* What is being asked: Rename "coordinate pair" to "x, y pair" wherever it occurs in the rows below, and leave everything else unchanged.
····················
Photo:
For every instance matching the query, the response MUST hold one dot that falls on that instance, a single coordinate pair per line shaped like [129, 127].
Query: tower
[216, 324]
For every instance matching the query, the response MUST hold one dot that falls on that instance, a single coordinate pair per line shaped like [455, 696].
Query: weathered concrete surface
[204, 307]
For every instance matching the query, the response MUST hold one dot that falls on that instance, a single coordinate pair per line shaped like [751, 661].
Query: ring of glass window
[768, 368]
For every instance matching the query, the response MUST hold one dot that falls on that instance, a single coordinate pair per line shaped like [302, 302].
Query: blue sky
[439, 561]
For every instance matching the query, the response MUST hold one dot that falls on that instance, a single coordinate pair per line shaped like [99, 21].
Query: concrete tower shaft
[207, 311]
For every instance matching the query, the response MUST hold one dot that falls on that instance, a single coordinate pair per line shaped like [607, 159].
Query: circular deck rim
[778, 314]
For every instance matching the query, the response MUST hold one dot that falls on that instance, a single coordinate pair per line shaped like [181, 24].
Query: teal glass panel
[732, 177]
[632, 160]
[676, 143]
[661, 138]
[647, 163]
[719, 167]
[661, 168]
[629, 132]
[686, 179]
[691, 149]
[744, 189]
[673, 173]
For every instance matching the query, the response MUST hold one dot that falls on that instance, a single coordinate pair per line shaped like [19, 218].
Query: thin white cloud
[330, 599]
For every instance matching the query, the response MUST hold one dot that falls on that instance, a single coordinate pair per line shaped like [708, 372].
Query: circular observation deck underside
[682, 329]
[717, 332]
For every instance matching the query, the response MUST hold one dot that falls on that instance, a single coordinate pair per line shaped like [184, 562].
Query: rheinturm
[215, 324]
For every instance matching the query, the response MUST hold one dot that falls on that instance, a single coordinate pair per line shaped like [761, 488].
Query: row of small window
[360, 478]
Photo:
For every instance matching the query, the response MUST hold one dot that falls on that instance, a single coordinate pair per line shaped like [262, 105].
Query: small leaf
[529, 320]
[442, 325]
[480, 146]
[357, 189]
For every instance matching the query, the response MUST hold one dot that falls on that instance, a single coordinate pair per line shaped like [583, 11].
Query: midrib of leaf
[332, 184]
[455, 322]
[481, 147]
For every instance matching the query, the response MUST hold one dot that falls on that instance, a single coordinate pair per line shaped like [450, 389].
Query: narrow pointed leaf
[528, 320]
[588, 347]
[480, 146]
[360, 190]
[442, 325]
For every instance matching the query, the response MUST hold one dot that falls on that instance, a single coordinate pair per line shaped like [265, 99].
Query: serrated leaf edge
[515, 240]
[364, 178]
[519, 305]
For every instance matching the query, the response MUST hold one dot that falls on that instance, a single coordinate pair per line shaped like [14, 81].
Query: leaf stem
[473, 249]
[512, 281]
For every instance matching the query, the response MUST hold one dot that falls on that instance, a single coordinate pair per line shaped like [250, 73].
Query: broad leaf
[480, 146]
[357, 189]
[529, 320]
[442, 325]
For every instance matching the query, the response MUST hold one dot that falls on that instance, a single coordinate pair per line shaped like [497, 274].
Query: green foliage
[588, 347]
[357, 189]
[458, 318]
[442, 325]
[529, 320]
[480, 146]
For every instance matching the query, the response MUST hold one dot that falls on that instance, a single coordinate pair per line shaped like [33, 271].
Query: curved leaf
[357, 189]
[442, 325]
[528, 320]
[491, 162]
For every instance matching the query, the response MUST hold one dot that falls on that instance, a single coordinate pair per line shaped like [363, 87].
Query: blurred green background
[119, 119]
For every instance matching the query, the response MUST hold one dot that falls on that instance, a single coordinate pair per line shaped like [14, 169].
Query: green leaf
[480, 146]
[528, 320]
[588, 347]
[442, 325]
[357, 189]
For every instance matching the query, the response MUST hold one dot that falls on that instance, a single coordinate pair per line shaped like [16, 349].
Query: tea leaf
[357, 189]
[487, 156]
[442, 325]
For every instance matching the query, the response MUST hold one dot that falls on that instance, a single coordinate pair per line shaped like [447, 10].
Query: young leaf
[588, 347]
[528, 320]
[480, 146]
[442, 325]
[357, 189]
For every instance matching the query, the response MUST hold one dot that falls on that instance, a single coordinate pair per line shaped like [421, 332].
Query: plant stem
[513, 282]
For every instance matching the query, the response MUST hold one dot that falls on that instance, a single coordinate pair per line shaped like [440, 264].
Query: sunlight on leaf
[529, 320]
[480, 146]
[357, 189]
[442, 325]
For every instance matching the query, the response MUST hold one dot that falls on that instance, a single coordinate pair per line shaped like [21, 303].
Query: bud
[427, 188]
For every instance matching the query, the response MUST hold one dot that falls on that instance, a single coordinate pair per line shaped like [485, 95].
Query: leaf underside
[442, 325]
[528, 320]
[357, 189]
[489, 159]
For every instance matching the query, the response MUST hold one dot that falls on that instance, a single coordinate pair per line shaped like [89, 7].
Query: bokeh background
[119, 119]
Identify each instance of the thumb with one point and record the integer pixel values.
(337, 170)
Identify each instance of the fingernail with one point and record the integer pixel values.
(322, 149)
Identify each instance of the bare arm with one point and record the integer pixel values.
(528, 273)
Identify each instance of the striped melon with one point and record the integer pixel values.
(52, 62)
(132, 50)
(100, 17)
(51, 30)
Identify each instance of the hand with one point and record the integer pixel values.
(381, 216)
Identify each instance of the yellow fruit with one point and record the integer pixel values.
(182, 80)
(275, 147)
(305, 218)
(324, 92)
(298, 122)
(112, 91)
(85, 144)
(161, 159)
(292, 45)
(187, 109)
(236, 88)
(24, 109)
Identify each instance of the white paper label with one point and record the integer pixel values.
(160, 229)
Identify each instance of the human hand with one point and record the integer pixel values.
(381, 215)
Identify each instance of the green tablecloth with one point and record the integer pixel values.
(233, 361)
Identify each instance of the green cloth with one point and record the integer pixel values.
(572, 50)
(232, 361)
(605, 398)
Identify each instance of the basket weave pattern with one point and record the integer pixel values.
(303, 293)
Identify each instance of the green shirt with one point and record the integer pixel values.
····················
* Output below:
Photo:
For every instance matching the query, the response MUST hold one dot that falls on that instance, a single x, y pair per line shaped like [129, 127].
Query: tower
[216, 324]
For every instance matching the query, the response MUST hold one dot that falls on that instance, a single x, y pair per line shaped like [455, 696].
Query: weathered concrete surface
[204, 307]
For every instance matching the query, the response MUST hold one dot that falls on that instance, a single x, y pair per line shaped like [751, 661].
Query: ring of glass window
[768, 368]
For every instance matching the query, the response MUST hold one dot that falls on that instance, a single x, y pair per line shaped like [302, 302].
Query: blue sky
[439, 561]
For every instance matching the query, the response MUST hold one dot that falls on that instance, a single x, y pair per line shaped like [99, 21].
Query: concrete tower shaft
[207, 311]
For every instance matching the query, the response MUST hold one dot that falls on that instance, a single x, y pair per line shaped like [607, 159].
Query: circular deck rim
[778, 314]
For every instance matching the query, the response MUST hold one dot that falls on that instance, a single x, y pair per line shaped like [181, 24].
Query: teal glass panel
[732, 177]
[632, 160]
[676, 143]
[661, 138]
[647, 163]
[719, 167]
[661, 168]
[629, 132]
[686, 179]
[691, 149]
[744, 189]
[673, 173]
For every instance matching the query, the response MUST hold one dot that falls on that instance, a single x, y pair per line shaped like [19, 218].
Query: thin white cloud
[330, 599]
For every instance matching the query, the response MUST hold one dot that falls on that instance, a single x, y pair per line shaped like [708, 372].
Query: circular observation deck underside
[682, 329]
[717, 332]
For every instance matching the query, the response MUST hold one dot that falls on that instance, a single x, y pair per line shaped like [184, 562].
Query: rheinturm
[215, 324]
For every instance matching the query, the response MUST hold one dot that falls on that instance, a single x, y pair per line shaped like [761, 488].
Query: row of small window
[360, 478]
Photo:
For every instance matching the query, the response MUST hold one dot that falls on that instance, a single x, y pair per line shaped like [262, 105].
Query: small leaf
[529, 320]
[442, 325]
[480, 146]
[357, 189]
For every instance matching the query, the response MUST hold one dot that falls on that instance, a single x, y pair per line shaped like [583, 11].
Query: midrib of leaf
[332, 184]
[455, 322]
[481, 147]
For every instance matching the query, the response MUST hold one dot that falls on that instance, a single x, y pair per line shaped like [450, 389].
Query: narrow pointed leaf
[528, 320]
[588, 347]
[480, 146]
[360, 190]
[442, 325]
For every instance matching the query, the response MUST hold one dot that falls on that instance, a single x, y pair per line shaped like [265, 99].
Query: serrated leaf edge
[515, 240]
[364, 178]
[519, 305]
For every instance matching the query, the response MUST hold one dot that falls on that instance, a single x, y pair per line shaped like [14, 81].
Query: leaf stem
[473, 249]
[512, 281]
For every instance matching the query, the response MUST hold one dot that falls on that instance, a single x, y pair per line shaped like [250, 73].
Query: broad leaf
[480, 146]
[357, 189]
[529, 320]
[442, 325]
For every instance matching the query, the response MUST hold one dot that falls on that instance, a single x, y pair per line shaped like [497, 274].
Query: green foliage
[588, 347]
[357, 189]
[458, 318]
[442, 325]
[529, 320]
[480, 146]
For every instance matching the query, the response MUST hold one dot that falls on that instance, a single x, y pair per line shaped like [33, 271].
Query: curved leaf
[357, 189]
[442, 325]
[528, 320]
[491, 162]
For every instance matching the query, the response MUST hold one dot that falls on that instance, a single x, y pair per line shaped like [363, 87].
Query: blurred green background
[119, 119]
For every instance matching the query, the response MUST hold one dot that falls on that instance, a single x, y pair per line shaped like [14, 169].
Query: green leaf
[480, 146]
[528, 320]
[588, 347]
[442, 325]
[357, 189]
For every instance matching the query, the response MUST hold one dot that falls on that instance, a single x, y pair per line shaped like [16, 349].
Query: tea leaf
[357, 189]
[487, 156]
[442, 325]
For every instance matching the query, the response MUST hold one dot that falls on that instance, a single x, y pair per line shaped like [447, 10].
Query: young leaf
[588, 347]
[528, 320]
[480, 146]
[442, 325]
[357, 189]
For every instance matching the query, the response MUST hold one dot that falls on that instance, a single x, y pair per line shaped like [421, 332].
Query: plant stem
[513, 282]
For every instance matching the query, the response MUST hold one dot that falls on that instance, a single x, y pair per line shaped like [440, 264].
Query: sunlight on leaf
[529, 320]
[480, 146]
[357, 189]
[442, 325]
For every instance matching the query, the response MUST hold one dot that falls on that instance, a single x, y pair per line shaped like [21, 303].
Query: bud
[427, 188]
For every instance matching the query, the response MUST hold one dot that falls on that instance, a single x, y pair per line shaped like [485, 95].
Query: leaf underside
[442, 325]
[528, 320]
[357, 189]
[489, 159]
For every instance matching the query, the response MUST hold one dot that falls on that instance, a single x, y pair per line shaped like [89, 7].
Query: bokeh background
[119, 119]
Identify each instance of the thumb with one point and record the integer pixel values.
(337, 170)
Identify each instance of the fingernail with one point and record the integer pixel values.
(322, 149)
Identify each instance of the bare arm with one point and record the integer pixel values.
(528, 273)
Identify each instance of the striped melon with one point and record the integer pixel values.
(52, 62)
(132, 50)
(100, 17)
(51, 30)
Identify each instance of the hand with one point and record the integer pixel values.
(381, 216)
Identify each instance of the yellow fruit with one point and record the integer pixel values.
(182, 80)
(275, 147)
(305, 218)
(324, 92)
(298, 122)
(112, 91)
(85, 144)
(161, 159)
(292, 45)
(187, 109)
(236, 88)
(24, 109)
Identify each instance of the white paper label with one point and record the integer pixel values.
(160, 229)
Identify each instance of the human hand with one point and record the integer pixel values.
(381, 215)
Identify each instance of the green tablecloth with one point and record the integer pixel values.
(233, 361)
Identify each instance of the green cloth with one point and record the integer pixel values.
(572, 50)
(232, 361)
(605, 398)
Identify each instance of the basket weave pattern with one point and record the integer pixel values.
(303, 293)
Identify each instance of the green shirt with one point and record the integer pixel values.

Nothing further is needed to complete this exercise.